* _Image region outline records_:
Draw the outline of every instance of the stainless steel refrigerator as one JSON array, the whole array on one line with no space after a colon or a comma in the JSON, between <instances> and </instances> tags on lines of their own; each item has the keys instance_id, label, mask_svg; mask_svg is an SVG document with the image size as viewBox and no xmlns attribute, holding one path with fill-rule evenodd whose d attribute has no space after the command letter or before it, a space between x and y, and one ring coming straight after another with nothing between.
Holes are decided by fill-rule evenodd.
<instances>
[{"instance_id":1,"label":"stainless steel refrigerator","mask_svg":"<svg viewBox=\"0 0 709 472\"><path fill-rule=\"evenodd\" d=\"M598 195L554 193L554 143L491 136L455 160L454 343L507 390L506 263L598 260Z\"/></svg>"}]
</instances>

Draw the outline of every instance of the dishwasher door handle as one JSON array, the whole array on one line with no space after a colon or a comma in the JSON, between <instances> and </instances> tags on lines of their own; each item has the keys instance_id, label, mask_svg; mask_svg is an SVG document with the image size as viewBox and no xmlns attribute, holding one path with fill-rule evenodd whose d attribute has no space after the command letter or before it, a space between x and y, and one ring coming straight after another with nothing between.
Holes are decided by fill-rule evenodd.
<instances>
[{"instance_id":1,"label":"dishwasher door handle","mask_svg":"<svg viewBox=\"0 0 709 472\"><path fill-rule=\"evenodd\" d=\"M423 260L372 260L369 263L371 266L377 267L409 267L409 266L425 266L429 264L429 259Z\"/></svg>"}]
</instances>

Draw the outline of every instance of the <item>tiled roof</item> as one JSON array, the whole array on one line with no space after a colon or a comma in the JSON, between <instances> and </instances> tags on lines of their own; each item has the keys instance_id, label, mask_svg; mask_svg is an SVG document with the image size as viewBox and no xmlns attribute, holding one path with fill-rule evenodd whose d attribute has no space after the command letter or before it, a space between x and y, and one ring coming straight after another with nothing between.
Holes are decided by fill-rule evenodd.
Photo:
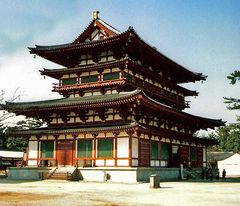
<instances>
[{"instance_id":1,"label":"tiled roof","mask_svg":"<svg viewBox=\"0 0 240 206\"><path fill-rule=\"evenodd\" d=\"M92 127L65 127L65 128L38 128L32 130L12 130L11 135L60 135L60 134L79 134L79 133L96 133L108 131L122 131L133 129L135 124L122 124L122 125L101 125Z\"/></svg>"},{"instance_id":2,"label":"tiled roof","mask_svg":"<svg viewBox=\"0 0 240 206\"><path fill-rule=\"evenodd\" d=\"M132 92L121 92L116 94L105 94L96 96L86 96L86 97L74 97L74 98L62 98L54 100L36 101L36 102L19 102L12 103L7 102L6 105L2 105L4 109L9 111L18 110L38 110L38 109L50 109L52 107L66 107L66 106L78 106L78 105L91 105L91 104L101 104L101 103L112 103L126 98L130 98L139 94L140 90L135 90Z\"/></svg>"}]
</instances>

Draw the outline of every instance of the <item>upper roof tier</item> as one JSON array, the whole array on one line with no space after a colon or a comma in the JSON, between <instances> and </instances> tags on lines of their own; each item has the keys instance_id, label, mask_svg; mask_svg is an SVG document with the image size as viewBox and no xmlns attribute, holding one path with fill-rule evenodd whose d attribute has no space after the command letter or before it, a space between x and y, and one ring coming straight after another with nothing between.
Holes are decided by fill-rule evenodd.
<instances>
[{"instance_id":1,"label":"upper roof tier","mask_svg":"<svg viewBox=\"0 0 240 206\"><path fill-rule=\"evenodd\" d=\"M167 74L176 83L205 80L206 76L194 73L143 41L132 27L123 33L96 16L88 27L71 43L52 46L29 47L30 53L39 55L65 67L76 67L81 55L97 55L104 50L112 50L116 56L128 54L144 58L154 72ZM97 64L97 63L96 63Z\"/></svg>"}]
</instances>

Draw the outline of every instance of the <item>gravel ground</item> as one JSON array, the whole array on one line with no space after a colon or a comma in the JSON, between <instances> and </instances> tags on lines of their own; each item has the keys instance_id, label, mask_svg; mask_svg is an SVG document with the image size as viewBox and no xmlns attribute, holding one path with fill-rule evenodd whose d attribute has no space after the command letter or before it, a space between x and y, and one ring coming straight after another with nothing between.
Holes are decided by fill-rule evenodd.
<instances>
[{"instance_id":1,"label":"gravel ground","mask_svg":"<svg viewBox=\"0 0 240 206\"><path fill-rule=\"evenodd\" d=\"M0 178L0 205L161 205L238 206L239 182L149 183L70 182L64 180L10 181Z\"/></svg>"}]
</instances>

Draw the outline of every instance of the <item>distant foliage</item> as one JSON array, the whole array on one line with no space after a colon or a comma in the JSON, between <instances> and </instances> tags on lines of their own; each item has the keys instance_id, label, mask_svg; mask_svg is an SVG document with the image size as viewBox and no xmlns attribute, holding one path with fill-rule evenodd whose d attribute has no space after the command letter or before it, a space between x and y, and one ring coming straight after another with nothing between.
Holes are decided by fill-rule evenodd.
<instances>
[{"instance_id":1,"label":"distant foliage","mask_svg":"<svg viewBox=\"0 0 240 206\"><path fill-rule=\"evenodd\" d=\"M236 84L240 81L240 71L234 71L227 78L230 80L230 84ZM228 109L240 110L240 99L224 97L224 100L228 104ZM212 137L219 141L219 145L211 148L212 151L240 153L240 118L237 117L237 123L218 128Z\"/></svg>"},{"instance_id":2,"label":"distant foliage","mask_svg":"<svg viewBox=\"0 0 240 206\"><path fill-rule=\"evenodd\" d=\"M43 122L35 119L27 119L17 122L16 126L2 126L0 128L0 147L9 150L25 151L27 146L27 140L22 137L13 137L11 132L15 130L27 130L39 128L43 125Z\"/></svg>"},{"instance_id":3,"label":"distant foliage","mask_svg":"<svg viewBox=\"0 0 240 206\"><path fill-rule=\"evenodd\" d=\"M228 77L230 84L236 84L240 81L240 71L234 71ZM224 102L228 104L228 109L240 110L240 99L234 97L224 97Z\"/></svg>"}]
</instances>

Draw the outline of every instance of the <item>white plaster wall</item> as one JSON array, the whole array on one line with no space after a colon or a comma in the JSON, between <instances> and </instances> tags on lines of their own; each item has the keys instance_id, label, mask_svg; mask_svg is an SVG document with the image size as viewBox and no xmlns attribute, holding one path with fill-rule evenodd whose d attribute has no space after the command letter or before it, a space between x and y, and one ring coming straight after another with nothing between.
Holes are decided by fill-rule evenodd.
<instances>
[{"instance_id":1,"label":"white plaster wall","mask_svg":"<svg viewBox=\"0 0 240 206\"><path fill-rule=\"evenodd\" d=\"M136 171L117 171L117 170L80 170L84 181L105 181L105 175L110 175L108 182L136 183Z\"/></svg>"},{"instance_id":2,"label":"white plaster wall","mask_svg":"<svg viewBox=\"0 0 240 206\"><path fill-rule=\"evenodd\" d=\"M115 162L114 160L106 160L106 166L114 166Z\"/></svg>"},{"instance_id":3,"label":"white plaster wall","mask_svg":"<svg viewBox=\"0 0 240 206\"><path fill-rule=\"evenodd\" d=\"M117 166L128 166L129 160L117 160Z\"/></svg>"},{"instance_id":4,"label":"white plaster wall","mask_svg":"<svg viewBox=\"0 0 240 206\"><path fill-rule=\"evenodd\" d=\"M129 156L129 139L118 138L117 139L117 157L128 157Z\"/></svg>"},{"instance_id":5,"label":"white plaster wall","mask_svg":"<svg viewBox=\"0 0 240 206\"><path fill-rule=\"evenodd\" d=\"M203 162L207 161L207 156L206 156L206 148L203 148Z\"/></svg>"},{"instance_id":6,"label":"white plaster wall","mask_svg":"<svg viewBox=\"0 0 240 206\"><path fill-rule=\"evenodd\" d=\"M138 166L138 160L132 160L132 166Z\"/></svg>"},{"instance_id":7,"label":"white plaster wall","mask_svg":"<svg viewBox=\"0 0 240 206\"><path fill-rule=\"evenodd\" d=\"M218 161L218 169L220 175L222 175L222 171L225 169L227 177L240 177L240 155L235 154L225 160Z\"/></svg>"},{"instance_id":8,"label":"white plaster wall","mask_svg":"<svg viewBox=\"0 0 240 206\"><path fill-rule=\"evenodd\" d=\"M37 166L37 160L28 160L28 166Z\"/></svg>"},{"instance_id":9,"label":"white plaster wall","mask_svg":"<svg viewBox=\"0 0 240 206\"><path fill-rule=\"evenodd\" d=\"M138 139L132 138L132 157L138 158Z\"/></svg>"},{"instance_id":10,"label":"white plaster wall","mask_svg":"<svg viewBox=\"0 0 240 206\"><path fill-rule=\"evenodd\" d=\"M96 160L96 166L104 166L104 160Z\"/></svg>"},{"instance_id":11,"label":"white plaster wall","mask_svg":"<svg viewBox=\"0 0 240 206\"><path fill-rule=\"evenodd\" d=\"M37 141L29 141L28 144L28 158L37 158L38 154L38 143Z\"/></svg>"}]
</instances>

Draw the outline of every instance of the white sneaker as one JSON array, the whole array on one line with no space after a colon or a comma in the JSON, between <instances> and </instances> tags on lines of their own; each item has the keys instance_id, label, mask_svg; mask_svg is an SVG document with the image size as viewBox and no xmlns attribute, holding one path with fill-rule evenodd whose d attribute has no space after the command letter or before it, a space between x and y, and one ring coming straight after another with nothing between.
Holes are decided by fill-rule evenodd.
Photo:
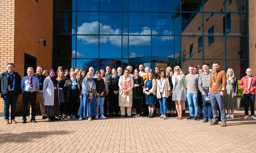
<instances>
[{"instance_id":1,"label":"white sneaker","mask_svg":"<svg viewBox=\"0 0 256 153\"><path fill-rule=\"evenodd\" d=\"M101 118L101 119L105 119L105 118L106 118L106 117L104 116L104 115L102 115L100 116L100 118Z\"/></svg>"},{"instance_id":2,"label":"white sneaker","mask_svg":"<svg viewBox=\"0 0 256 153\"><path fill-rule=\"evenodd\" d=\"M230 117L229 117L230 118L234 118L234 115L233 114L230 114Z\"/></svg>"},{"instance_id":3,"label":"white sneaker","mask_svg":"<svg viewBox=\"0 0 256 153\"><path fill-rule=\"evenodd\" d=\"M248 118L248 115L245 116L244 118L243 118L244 119L247 119L247 118Z\"/></svg>"}]
</instances>

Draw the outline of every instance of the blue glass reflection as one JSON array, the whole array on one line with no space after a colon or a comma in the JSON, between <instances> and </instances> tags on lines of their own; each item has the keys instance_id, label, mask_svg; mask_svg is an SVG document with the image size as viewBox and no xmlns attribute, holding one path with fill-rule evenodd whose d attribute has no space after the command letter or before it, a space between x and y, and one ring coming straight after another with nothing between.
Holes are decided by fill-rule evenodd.
<instances>
[{"instance_id":1,"label":"blue glass reflection","mask_svg":"<svg viewBox=\"0 0 256 153\"><path fill-rule=\"evenodd\" d=\"M98 34L98 13L77 12L77 34Z\"/></svg>"}]
</instances>

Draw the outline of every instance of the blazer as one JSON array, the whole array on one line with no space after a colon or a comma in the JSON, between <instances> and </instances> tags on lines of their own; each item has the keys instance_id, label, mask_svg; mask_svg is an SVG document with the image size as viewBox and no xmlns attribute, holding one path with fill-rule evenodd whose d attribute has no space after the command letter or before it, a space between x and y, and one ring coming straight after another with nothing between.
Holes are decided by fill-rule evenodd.
<instances>
[{"instance_id":1,"label":"blazer","mask_svg":"<svg viewBox=\"0 0 256 153\"><path fill-rule=\"evenodd\" d=\"M163 80L162 84L164 85L164 88L163 89L163 92L162 92L162 95L160 94L160 88L159 85L159 82L160 82L160 78L158 78L157 81L157 97L158 99L160 99L162 97L165 97L168 98L168 91L171 91L171 88L170 88L170 83L169 83L169 80L167 78L164 78Z\"/></svg>"},{"instance_id":2,"label":"blazer","mask_svg":"<svg viewBox=\"0 0 256 153\"><path fill-rule=\"evenodd\" d=\"M145 92L146 91L146 86L145 85L146 83L146 81L147 80L145 81L145 82L144 84L144 86L143 86L143 93L146 93ZM154 95L156 95L156 91L157 90L157 80L155 79L153 79L152 80L152 88L149 90L149 92L151 93L153 93Z\"/></svg>"},{"instance_id":3,"label":"blazer","mask_svg":"<svg viewBox=\"0 0 256 153\"><path fill-rule=\"evenodd\" d=\"M185 80L185 76L184 75L180 75L179 76L179 85L180 86L180 89L181 90L184 90L186 86L186 82ZM173 85L173 88L175 86L176 83L176 75L174 75L172 76L172 81Z\"/></svg>"},{"instance_id":4,"label":"blazer","mask_svg":"<svg viewBox=\"0 0 256 153\"><path fill-rule=\"evenodd\" d=\"M59 102L59 84L58 83L57 84L57 95ZM46 77L44 80L43 85L43 98L44 98L44 105L54 105L54 86L50 76Z\"/></svg>"}]
</instances>

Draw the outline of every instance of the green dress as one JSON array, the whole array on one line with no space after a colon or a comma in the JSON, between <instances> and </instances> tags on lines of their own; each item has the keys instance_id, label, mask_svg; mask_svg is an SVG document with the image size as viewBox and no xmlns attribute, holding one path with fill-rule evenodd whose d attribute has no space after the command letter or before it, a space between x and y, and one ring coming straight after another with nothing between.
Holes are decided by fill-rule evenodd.
<instances>
[{"instance_id":1,"label":"green dress","mask_svg":"<svg viewBox=\"0 0 256 153\"><path fill-rule=\"evenodd\" d=\"M225 108L237 109L237 100L235 96L234 85L235 83L233 79L227 79L227 86L225 92Z\"/></svg>"}]
</instances>

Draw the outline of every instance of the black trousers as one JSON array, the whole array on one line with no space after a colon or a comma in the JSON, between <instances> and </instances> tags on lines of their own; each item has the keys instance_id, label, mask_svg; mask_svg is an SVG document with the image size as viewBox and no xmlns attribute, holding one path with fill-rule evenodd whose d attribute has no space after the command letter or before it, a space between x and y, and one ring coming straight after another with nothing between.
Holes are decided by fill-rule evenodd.
<instances>
[{"instance_id":1,"label":"black trousers","mask_svg":"<svg viewBox=\"0 0 256 153\"><path fill-rule=\"evenodd\" d=\"M36 93L35 92L32 93L24 91L22 94L22 119L26 119L27 109L28 102L30 101L31 105L31 119L34 120L36 116Z\"/></svg>"},{"instance_id":2,"label":"black trousers","mask_svg":"<svg viewBox=\"0 0 256 153\"><path fill-rule=\"evenodd\" d=\"M254 116L254 101L255 94L247 93L243 94L244 103L244 113L246 116L248 116L249 113L249 103L251 107L251 115Z\"/></svg>"},{"instance_id":3,"label":"black trousers","mask_svg":"<svg viewBox=\"0 0 256 153\"><path fill-rule=\"evenodd\" d=\"M135 106L136 113L141 115L142 113L142 99L133 99L133 102Z\"/></svg>"}]
</instances>

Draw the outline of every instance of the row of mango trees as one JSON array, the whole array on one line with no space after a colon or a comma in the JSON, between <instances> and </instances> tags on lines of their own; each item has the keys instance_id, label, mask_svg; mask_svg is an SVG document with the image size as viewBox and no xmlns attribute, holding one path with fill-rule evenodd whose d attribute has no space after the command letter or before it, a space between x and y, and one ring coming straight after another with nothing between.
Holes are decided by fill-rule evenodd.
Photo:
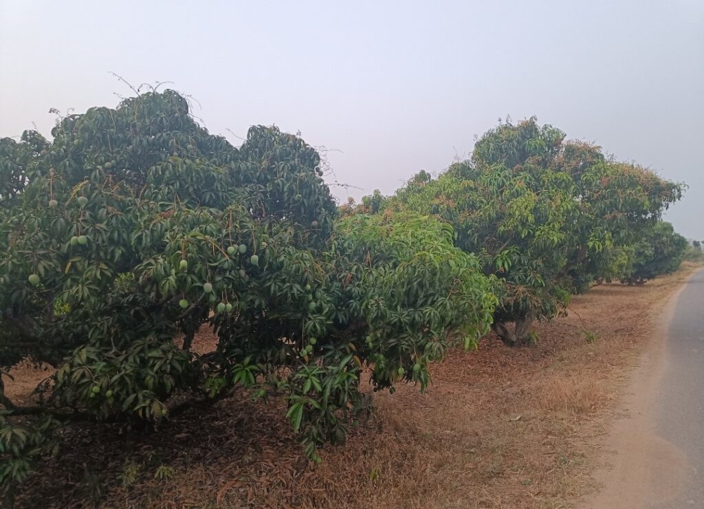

* _WHAT IS REQUIRED_: Which lines in the entries above contain the word "dishwasher"? Pull out each of those lines and copy it in full.

* _OUTPUT OF THE EXERCISE_:
Draw the outline of every instance of the dishwasher door handle as one JSON array, the whole array on one line with no space after a colon or a comma in the JSON, between <instances> and </instances> tags on lines of their own; each item has the keys instance_id, label, mask_svg; mask_svg is an SVG document with the image size as viewBox and no xmlns attribute, holding one path with fill-rule evenodd whose d attribute has no space after the command letter or before it, a space between x and y, and one ring coming straight after another with nothing between.
[{"instance_id":1,"label":"dishwasher door handle","mask_svg":"<svg viewBox=\"0 0 709 472\"><path fill-rule=\"evenodd\" d=\"M423 260L372 260L369 263L371 266L377 267L409 267L409 266L425 266L429 264L429 259Z\"/></svg>"}]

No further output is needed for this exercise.